Back on the main road, it’s plain sailing and as I’m dodging school kids and people carriers, I deliver my plan of action for the day in a slightly less fluent way than usual as I don’t have my diary in front of me. All in all, the morning meeting takes me around the park and a mile to Morrisons. 

The company-wide video call

As my next meeting is in exactly 15 minutes, I do some necessary grocery shopping, and by the time I’m done, I’m on my way home. This time, we’ve got way more people on the call and it’s a pitching meeting which requires more thought-out contributions.

I turn my camera off for much of it, treating it more like a podcast. It’s amazing how intently you listen to what people are saying when you’re not being distracted by what they look like or Slack notifications in the background. I could probably recite the ideas that every one of the 14 people in that meeting put forward. And again, although my own ideas weren’t that honed, I didn’t feel as embarrassed about putting them forward as I might have done had I been at my desk or in a meeting room.

* [Exercise objective]
Return the portion of the text between "The company-wide video" and "a meeting room.", inclusive, with every word and punctuation mark unchanged. None of the lines after the text are needed for this work.

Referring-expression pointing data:
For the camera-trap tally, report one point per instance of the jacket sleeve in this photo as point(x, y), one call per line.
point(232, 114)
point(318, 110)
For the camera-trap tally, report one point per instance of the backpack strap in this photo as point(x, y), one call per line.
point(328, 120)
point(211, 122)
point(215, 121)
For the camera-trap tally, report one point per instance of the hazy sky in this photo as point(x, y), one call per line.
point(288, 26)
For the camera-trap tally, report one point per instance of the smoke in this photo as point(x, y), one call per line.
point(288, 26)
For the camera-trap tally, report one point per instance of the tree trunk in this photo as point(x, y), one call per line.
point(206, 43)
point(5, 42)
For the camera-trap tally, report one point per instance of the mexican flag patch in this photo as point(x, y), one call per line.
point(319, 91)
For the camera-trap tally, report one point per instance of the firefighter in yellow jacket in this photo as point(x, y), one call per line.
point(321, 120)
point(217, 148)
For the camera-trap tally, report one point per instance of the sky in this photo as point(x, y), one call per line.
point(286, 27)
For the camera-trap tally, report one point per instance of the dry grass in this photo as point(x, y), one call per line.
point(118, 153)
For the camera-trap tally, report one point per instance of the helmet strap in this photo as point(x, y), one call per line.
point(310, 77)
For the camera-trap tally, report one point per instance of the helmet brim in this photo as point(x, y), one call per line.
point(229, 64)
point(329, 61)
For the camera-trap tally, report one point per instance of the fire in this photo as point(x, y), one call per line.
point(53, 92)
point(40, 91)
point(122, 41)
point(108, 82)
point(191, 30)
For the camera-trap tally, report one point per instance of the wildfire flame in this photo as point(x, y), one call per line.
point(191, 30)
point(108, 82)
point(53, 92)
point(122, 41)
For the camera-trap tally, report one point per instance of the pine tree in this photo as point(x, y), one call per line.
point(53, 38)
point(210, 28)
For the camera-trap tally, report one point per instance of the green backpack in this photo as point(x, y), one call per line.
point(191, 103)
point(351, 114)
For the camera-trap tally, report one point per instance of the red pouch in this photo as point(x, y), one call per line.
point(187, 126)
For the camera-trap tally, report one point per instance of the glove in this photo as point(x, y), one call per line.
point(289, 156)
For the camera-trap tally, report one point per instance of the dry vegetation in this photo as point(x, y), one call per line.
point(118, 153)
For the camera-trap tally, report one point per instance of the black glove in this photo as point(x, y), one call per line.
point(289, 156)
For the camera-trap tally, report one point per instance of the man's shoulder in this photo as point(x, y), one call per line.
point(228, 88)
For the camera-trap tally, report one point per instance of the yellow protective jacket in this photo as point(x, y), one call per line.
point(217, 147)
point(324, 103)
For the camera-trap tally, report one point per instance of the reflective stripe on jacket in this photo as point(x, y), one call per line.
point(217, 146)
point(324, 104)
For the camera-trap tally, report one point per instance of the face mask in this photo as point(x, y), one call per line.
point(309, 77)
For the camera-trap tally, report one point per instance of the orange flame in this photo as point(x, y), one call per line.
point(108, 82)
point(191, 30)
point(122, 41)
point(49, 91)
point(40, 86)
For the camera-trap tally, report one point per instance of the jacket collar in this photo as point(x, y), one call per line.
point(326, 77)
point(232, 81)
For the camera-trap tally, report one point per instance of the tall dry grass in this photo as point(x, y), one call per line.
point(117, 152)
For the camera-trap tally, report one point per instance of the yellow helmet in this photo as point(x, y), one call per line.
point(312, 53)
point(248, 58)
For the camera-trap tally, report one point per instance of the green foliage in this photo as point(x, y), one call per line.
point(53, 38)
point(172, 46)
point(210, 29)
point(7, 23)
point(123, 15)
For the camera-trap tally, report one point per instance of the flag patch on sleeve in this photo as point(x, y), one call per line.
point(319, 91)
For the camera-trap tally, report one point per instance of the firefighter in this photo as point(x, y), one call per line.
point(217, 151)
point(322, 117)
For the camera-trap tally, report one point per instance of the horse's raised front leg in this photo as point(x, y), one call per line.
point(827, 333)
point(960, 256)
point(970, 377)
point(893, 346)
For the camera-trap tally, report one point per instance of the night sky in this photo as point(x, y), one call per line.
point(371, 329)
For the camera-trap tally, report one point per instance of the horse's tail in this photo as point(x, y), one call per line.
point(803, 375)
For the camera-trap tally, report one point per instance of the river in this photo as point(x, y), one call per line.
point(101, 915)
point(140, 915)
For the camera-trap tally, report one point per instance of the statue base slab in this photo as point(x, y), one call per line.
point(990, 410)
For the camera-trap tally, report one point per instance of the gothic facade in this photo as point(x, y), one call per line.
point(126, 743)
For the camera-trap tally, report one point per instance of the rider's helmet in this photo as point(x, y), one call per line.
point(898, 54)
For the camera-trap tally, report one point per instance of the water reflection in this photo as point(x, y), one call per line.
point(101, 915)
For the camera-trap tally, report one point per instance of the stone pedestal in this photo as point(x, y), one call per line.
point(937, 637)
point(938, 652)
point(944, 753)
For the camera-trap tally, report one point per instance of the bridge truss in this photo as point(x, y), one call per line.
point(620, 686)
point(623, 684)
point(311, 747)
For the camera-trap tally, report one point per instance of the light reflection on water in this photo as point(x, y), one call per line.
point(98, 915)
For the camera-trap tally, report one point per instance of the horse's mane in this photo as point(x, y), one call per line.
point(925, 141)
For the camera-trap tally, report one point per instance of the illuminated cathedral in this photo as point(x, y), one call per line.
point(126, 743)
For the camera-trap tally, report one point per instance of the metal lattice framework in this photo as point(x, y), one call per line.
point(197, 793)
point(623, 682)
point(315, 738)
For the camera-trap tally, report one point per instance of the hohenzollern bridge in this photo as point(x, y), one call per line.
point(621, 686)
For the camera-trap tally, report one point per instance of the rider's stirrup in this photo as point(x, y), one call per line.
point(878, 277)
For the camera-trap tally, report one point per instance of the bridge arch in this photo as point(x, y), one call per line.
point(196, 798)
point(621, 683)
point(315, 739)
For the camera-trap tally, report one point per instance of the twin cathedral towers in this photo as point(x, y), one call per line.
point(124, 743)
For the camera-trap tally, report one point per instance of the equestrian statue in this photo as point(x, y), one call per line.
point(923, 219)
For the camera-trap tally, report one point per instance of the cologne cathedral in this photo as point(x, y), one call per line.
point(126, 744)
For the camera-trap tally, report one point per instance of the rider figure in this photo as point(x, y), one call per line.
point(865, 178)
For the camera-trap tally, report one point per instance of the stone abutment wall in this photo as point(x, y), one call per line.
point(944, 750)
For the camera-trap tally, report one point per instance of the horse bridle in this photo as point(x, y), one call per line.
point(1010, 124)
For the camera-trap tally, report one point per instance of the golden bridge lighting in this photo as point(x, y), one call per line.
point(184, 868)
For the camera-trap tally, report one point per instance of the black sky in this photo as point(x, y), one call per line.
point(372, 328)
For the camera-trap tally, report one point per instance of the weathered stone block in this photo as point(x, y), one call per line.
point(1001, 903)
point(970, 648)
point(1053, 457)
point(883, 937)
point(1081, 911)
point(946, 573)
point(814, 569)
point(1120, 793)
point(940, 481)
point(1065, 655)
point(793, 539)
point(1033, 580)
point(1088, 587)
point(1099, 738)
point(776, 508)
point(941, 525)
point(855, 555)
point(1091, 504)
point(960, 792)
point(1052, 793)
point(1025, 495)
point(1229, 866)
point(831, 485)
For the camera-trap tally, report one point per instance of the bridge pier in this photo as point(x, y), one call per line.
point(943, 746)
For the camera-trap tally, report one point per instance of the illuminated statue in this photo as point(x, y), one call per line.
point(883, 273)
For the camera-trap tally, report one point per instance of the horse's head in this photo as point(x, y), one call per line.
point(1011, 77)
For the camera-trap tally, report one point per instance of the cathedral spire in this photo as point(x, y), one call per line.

* [Result below]
The company-wide video call

As my next meeting is in exactly 15 minutes, I do some necessary grocery shopping, and by the time I’m done, I’m on my way home. This time, we’ve got way more people on the call and it’s a pitching meeting which requires more thought-out contributions.

I turn my camera off for much of it, treating it more like a podcast. It’s amazing how intently you listen to what people are saying when you’re not being distracted by what they look like or Slack notifications in the background. I could probably recite the ideas that every one of the 14 people in that meeting put forward. And again, although my own ideas weren’t that honed, I didn’t feel as embarrassed about putting them forward as I might have done had I been at my desk or in a meeting room.